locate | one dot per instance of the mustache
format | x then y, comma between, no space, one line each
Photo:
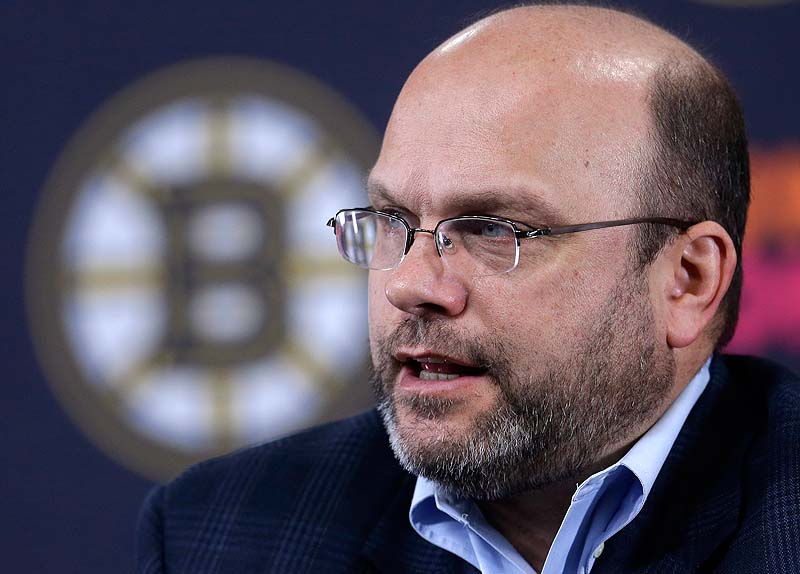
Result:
436,334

========================================

▶ **Task description**
Can you reproduce all of the material above word for word, leaving out the picture?

▶ **Exercise answer**
locate | one dot per instance of the mustache
format | x then y, comma between, no space, one line each
Photo:
Result:
436,334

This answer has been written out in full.